WHAT IS EXPECTED: Collect all lines below with the string "BoundingBox".

Dataset entries:
────────────────────────────────────────

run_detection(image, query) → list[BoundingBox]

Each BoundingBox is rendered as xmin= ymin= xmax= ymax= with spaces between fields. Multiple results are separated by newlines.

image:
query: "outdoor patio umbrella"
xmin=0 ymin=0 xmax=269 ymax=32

────────────────────────────────────────

SOLUTION BELOW:
run_detection(image, query) → list[BoundingBox]
Each BoundingBox is rendered as xmin= ymin= xmax= ymax= with spaces between fields. Multiple results are separated by newlines.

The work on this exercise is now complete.